Saved data entries
-------------------------
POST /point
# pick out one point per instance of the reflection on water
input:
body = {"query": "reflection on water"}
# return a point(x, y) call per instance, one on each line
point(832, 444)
-------------------------
ASSIGNED TASK: Please reproduce the records exactly, without leaving any out.

ANSWER TO THE EXERCISE:
POST /point
# pick out one point per instance of the reflection on water
input:
body = {"query": "reflection on water"}
# return a point(x, y) call per instance, one on each line
point(832, 444)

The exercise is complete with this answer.